### WHAT YOU ARE ASKED TO DO
Please report, as a single number, how many lines in the entries include the string "below".

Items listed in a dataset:
▼▼▼
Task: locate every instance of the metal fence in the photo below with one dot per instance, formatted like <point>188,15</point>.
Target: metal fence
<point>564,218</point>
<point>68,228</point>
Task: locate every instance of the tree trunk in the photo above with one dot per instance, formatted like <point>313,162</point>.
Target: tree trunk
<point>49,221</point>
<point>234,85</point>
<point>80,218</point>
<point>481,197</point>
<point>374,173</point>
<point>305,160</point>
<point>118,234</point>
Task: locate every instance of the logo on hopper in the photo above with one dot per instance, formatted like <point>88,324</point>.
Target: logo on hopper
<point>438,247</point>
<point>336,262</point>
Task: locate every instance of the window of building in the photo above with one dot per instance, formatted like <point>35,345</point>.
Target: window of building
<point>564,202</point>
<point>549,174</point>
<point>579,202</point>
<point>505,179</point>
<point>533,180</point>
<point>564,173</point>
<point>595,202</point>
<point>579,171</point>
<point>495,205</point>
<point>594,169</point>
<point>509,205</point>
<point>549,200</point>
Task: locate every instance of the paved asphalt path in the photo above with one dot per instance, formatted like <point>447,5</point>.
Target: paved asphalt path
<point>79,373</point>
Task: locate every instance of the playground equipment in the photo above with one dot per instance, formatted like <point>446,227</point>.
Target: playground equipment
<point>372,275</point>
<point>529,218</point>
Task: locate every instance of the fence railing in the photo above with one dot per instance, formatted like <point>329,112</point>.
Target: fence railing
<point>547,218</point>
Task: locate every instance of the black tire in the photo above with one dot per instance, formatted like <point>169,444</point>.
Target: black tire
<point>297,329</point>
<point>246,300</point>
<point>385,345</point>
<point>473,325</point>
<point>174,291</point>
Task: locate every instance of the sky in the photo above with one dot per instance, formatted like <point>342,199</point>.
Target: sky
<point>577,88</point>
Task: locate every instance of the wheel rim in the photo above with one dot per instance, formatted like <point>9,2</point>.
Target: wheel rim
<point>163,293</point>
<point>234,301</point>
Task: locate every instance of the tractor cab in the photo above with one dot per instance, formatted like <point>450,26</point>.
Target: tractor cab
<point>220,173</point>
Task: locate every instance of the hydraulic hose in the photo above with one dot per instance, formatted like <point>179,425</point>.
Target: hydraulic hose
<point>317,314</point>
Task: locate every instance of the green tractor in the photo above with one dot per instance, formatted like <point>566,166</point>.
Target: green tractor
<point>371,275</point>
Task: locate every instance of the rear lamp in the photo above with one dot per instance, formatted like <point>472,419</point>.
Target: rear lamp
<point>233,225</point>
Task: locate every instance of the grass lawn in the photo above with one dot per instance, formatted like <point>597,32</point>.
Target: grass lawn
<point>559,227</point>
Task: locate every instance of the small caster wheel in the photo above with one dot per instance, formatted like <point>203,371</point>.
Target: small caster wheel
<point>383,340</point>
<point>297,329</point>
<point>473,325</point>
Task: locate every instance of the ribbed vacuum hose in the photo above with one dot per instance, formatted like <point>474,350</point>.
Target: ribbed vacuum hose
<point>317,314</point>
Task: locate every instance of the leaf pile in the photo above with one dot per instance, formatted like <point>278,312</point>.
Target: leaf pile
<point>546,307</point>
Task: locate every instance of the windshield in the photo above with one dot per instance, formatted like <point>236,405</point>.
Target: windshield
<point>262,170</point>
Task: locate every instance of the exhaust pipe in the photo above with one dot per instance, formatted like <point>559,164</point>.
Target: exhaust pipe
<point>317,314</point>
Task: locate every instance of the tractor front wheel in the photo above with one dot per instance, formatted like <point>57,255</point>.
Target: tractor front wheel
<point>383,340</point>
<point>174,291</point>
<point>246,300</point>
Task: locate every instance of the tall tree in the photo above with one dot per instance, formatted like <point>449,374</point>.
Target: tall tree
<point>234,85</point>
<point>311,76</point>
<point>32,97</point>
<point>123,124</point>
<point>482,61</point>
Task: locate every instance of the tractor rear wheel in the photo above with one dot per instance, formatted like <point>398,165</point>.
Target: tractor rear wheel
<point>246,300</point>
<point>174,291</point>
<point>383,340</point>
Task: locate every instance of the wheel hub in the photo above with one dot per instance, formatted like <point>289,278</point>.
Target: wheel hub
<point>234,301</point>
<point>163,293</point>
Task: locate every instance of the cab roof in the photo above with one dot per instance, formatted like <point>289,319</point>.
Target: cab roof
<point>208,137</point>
▲▲▲
▼▼▼
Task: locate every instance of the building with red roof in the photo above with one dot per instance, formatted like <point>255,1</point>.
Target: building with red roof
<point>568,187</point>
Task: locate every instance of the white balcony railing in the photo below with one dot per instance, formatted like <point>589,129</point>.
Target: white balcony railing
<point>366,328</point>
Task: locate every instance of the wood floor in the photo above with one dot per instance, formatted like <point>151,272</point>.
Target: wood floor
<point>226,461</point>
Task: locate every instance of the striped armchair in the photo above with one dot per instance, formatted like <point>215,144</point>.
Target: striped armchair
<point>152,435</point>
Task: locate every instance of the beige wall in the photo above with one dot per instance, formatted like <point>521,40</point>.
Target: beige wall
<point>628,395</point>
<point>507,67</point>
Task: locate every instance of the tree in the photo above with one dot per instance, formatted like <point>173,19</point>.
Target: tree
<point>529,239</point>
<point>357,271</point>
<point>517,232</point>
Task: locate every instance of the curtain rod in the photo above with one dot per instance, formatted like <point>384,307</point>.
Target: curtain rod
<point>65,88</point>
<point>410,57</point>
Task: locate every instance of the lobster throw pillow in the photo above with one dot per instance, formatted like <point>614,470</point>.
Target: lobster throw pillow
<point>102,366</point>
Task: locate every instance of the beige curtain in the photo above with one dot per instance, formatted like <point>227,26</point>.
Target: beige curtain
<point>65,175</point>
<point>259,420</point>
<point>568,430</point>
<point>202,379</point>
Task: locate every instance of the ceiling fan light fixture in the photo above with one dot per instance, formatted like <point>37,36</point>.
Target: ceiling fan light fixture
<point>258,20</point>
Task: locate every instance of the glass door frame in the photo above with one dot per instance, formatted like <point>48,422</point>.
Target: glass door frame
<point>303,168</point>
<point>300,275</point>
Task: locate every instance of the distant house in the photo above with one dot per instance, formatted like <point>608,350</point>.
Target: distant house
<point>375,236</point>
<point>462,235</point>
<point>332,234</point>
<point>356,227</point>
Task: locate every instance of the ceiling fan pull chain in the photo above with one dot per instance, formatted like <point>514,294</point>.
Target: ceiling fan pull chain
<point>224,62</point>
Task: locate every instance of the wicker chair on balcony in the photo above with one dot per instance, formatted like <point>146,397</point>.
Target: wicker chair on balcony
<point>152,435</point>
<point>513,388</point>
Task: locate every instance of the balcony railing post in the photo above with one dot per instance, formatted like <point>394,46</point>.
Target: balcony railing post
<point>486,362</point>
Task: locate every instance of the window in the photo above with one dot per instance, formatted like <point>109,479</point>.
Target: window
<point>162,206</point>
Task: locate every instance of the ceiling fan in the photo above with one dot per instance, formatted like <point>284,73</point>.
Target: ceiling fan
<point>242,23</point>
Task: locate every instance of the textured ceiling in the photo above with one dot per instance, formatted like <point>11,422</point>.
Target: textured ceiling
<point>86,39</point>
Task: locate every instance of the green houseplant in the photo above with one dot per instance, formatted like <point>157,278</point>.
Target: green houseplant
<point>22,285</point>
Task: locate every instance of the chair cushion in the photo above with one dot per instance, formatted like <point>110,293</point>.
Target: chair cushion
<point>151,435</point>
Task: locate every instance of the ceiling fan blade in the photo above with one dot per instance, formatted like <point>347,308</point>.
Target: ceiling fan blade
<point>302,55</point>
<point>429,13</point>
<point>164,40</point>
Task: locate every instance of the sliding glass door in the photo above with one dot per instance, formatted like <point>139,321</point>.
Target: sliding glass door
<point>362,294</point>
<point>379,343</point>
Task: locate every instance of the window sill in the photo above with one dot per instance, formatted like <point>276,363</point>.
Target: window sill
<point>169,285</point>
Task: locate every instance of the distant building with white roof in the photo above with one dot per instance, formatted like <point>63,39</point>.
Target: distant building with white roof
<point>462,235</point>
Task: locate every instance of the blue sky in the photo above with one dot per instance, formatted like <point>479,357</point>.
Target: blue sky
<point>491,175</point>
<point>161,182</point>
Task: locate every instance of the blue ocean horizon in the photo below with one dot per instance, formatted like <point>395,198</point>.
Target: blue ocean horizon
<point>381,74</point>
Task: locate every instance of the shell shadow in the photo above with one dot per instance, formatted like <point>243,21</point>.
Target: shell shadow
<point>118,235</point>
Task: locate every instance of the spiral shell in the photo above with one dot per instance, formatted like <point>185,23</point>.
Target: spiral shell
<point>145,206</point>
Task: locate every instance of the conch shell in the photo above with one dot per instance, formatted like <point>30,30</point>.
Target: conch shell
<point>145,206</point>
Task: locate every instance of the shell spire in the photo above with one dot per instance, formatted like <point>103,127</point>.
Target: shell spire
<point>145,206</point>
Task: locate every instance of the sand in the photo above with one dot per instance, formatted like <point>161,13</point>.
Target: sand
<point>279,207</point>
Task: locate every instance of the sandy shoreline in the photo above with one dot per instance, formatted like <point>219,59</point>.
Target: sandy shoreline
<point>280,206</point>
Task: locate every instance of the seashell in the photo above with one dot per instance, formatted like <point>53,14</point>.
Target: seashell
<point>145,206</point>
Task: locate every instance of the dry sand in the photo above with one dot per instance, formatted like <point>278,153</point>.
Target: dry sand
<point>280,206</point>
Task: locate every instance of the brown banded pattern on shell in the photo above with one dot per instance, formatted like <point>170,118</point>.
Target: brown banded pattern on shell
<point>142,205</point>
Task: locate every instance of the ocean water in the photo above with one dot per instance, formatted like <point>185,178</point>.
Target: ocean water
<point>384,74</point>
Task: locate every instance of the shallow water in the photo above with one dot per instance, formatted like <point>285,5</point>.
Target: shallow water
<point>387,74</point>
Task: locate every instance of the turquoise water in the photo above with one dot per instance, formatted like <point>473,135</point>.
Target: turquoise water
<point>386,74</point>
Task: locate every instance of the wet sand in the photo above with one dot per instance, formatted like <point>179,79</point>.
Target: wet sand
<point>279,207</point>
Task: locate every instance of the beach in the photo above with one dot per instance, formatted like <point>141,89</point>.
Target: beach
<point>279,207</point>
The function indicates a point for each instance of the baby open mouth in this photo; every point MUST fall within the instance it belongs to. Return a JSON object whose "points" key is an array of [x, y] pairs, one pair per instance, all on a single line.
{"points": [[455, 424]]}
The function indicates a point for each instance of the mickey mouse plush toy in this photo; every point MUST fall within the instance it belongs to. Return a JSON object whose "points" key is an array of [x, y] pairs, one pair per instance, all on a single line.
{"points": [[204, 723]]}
▲▲▲
▼▼▼
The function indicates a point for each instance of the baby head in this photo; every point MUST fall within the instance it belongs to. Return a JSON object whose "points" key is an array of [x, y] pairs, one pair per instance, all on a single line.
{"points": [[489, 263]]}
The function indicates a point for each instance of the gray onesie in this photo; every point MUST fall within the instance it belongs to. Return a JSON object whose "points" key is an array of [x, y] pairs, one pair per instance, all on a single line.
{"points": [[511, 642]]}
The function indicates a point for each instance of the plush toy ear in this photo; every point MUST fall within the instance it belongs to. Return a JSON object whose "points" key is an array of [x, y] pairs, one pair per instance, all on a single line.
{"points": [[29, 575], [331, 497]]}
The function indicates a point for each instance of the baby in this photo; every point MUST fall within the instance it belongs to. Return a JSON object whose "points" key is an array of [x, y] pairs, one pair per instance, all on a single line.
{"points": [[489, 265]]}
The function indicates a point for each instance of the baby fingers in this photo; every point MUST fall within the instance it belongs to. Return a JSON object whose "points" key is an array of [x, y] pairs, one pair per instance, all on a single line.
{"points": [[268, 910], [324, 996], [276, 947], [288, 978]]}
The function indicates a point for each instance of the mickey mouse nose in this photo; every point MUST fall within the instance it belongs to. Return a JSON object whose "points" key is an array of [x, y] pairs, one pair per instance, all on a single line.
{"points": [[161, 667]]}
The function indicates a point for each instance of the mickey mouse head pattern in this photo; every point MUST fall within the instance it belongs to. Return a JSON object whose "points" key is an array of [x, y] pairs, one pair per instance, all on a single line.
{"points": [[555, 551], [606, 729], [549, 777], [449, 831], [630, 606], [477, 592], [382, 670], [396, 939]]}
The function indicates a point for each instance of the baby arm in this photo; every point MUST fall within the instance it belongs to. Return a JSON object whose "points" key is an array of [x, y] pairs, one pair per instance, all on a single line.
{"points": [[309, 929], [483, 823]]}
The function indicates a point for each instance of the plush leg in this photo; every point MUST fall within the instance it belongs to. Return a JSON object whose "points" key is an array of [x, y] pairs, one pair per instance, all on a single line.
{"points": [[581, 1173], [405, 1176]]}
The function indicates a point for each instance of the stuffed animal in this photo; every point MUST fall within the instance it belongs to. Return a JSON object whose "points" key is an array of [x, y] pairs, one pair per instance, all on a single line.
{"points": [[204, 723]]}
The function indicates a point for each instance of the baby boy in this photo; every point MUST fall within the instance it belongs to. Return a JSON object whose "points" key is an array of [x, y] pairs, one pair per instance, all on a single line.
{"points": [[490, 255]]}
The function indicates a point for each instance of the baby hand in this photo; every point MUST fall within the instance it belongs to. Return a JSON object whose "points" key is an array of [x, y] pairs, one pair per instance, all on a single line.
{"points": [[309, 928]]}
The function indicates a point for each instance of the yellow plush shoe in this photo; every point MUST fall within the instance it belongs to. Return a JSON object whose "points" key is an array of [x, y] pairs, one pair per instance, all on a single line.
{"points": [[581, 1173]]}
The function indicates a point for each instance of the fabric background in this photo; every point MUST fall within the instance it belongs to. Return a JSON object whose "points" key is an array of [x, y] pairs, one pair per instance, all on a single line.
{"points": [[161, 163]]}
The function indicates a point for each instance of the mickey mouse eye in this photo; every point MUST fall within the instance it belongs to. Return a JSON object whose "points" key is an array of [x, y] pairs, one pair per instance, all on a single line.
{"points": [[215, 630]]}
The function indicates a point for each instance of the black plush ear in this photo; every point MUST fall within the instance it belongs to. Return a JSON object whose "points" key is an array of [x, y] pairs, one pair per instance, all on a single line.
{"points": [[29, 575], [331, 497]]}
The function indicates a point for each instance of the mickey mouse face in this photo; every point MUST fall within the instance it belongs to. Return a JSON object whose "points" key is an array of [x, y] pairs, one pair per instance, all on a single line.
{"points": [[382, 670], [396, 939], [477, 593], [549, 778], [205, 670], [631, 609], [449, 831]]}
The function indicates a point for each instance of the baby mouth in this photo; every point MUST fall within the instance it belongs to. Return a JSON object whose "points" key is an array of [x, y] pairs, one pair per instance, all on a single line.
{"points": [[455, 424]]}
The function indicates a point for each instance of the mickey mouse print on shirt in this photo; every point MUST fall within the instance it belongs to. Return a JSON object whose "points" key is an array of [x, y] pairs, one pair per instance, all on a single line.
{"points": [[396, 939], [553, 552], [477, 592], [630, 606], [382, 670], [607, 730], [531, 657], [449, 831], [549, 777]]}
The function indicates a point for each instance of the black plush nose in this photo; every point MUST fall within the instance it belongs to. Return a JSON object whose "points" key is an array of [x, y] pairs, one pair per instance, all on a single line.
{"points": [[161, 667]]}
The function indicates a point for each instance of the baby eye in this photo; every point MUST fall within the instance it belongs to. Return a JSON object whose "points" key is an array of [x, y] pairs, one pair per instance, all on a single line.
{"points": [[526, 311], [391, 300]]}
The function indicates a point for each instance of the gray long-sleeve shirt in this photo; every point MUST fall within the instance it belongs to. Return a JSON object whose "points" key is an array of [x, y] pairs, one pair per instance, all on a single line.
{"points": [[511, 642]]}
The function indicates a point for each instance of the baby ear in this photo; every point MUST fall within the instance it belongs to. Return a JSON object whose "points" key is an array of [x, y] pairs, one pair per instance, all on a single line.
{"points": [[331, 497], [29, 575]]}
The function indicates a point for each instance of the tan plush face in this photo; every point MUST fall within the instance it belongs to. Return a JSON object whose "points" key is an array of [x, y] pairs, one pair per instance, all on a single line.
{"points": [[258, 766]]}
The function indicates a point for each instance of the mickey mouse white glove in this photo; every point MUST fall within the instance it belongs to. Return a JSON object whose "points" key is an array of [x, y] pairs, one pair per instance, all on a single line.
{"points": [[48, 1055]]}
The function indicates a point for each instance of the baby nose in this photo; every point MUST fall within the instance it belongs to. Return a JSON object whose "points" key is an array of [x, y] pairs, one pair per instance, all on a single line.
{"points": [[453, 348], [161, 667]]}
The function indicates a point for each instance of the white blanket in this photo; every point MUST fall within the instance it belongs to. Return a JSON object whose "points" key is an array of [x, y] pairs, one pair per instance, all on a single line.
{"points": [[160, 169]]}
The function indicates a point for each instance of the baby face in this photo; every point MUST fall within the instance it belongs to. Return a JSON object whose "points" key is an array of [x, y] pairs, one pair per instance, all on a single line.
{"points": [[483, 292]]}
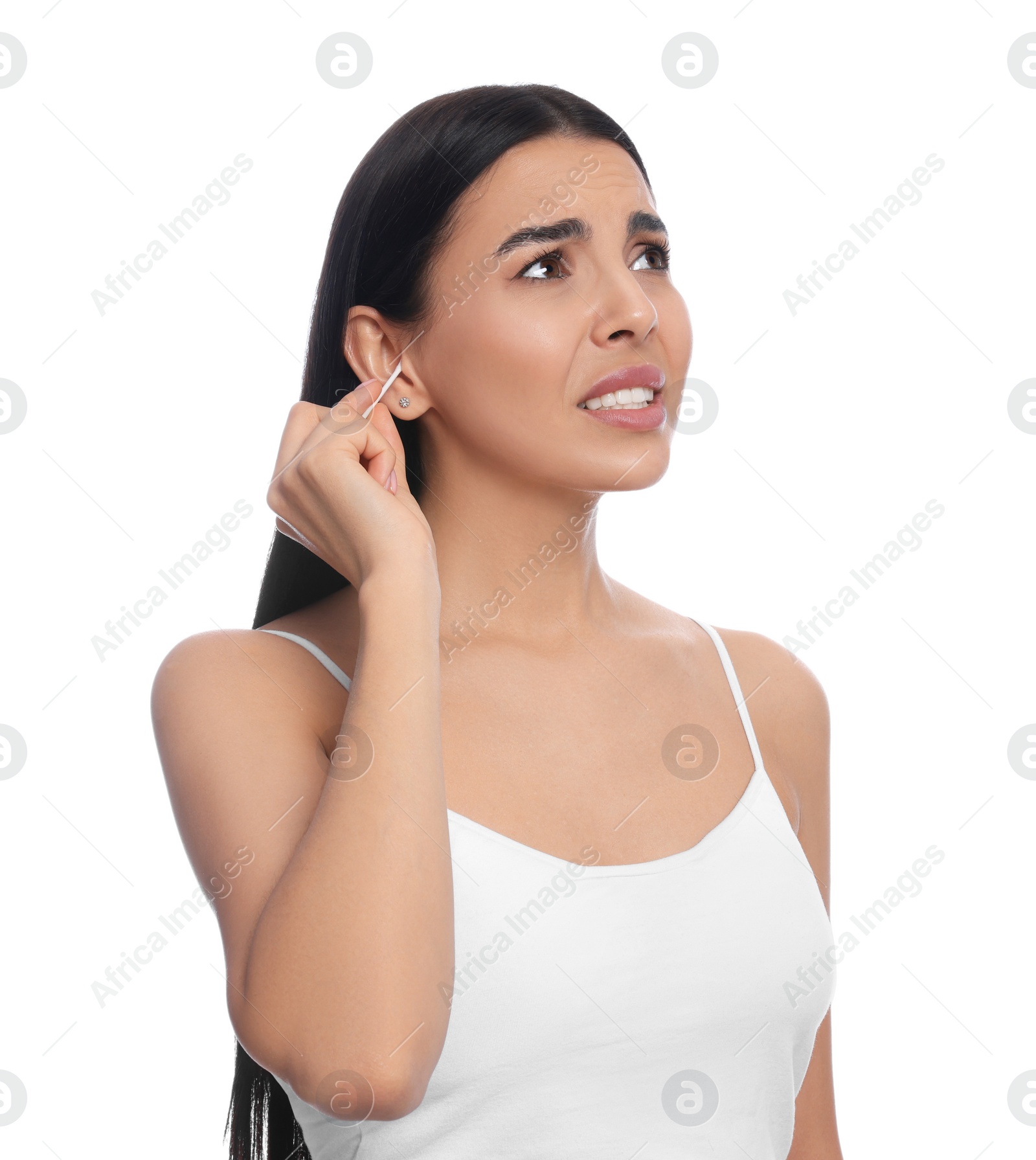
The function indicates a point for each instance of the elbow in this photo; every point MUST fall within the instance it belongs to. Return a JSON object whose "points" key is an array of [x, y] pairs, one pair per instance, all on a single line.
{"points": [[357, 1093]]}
▲▲▲
### RESULT FOR THIS EXERCISE
3